[Coordinate annotation entries]
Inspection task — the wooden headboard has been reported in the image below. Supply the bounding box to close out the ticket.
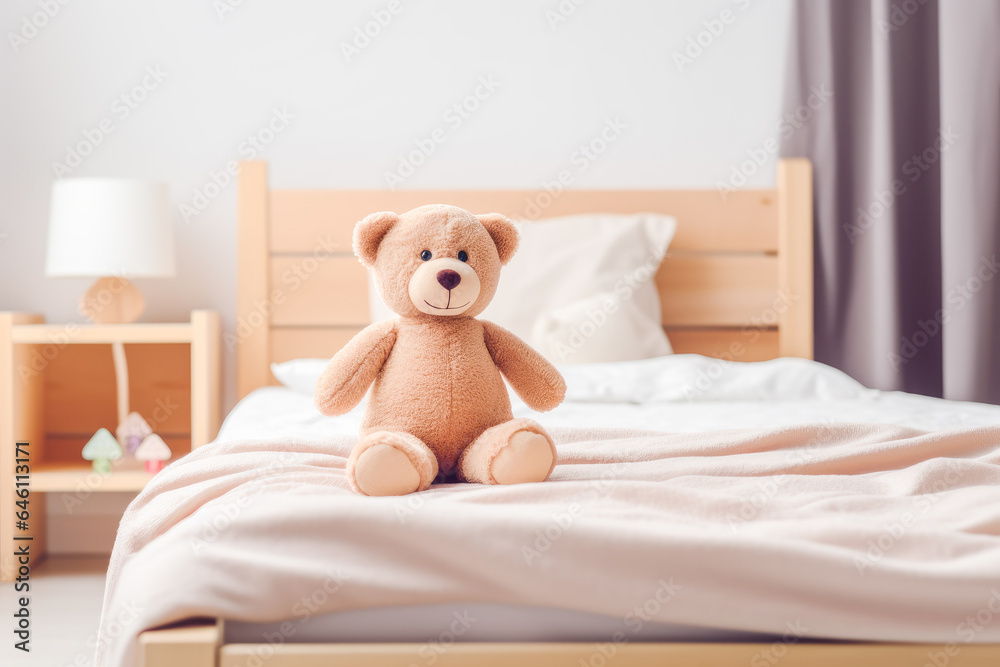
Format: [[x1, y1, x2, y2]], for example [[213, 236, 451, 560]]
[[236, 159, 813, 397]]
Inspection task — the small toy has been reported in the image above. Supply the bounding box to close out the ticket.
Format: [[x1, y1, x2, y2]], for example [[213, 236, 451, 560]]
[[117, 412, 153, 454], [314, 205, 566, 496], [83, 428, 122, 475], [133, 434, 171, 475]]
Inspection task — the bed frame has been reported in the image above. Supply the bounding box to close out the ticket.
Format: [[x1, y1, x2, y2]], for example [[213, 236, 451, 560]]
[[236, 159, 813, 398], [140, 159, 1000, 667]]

--

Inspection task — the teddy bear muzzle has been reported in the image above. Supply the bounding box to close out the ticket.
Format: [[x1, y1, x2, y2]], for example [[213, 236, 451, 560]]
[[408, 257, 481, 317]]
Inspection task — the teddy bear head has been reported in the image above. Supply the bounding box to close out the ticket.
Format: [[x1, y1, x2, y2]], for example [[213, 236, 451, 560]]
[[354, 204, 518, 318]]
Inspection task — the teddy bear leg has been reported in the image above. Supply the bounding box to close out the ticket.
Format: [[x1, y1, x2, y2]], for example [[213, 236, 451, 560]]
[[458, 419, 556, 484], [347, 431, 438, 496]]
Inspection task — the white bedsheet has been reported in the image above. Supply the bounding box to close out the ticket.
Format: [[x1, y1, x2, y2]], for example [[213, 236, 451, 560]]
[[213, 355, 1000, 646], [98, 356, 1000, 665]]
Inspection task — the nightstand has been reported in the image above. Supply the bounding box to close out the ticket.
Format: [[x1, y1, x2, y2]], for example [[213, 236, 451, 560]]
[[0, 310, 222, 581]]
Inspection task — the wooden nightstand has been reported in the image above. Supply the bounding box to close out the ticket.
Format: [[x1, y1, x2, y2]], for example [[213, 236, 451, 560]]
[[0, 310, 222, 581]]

Problem statement: Identify every line in the items above that contains the string "nightstand", and copy each such line in full.

Complete output:
Inspection task — the nightstand has been reported in the image above. Supply the bounding box to close out the ticket.
Inspection task — the wooden nightstand has been reported in the image above. Supply the bounding box to close out the ticket.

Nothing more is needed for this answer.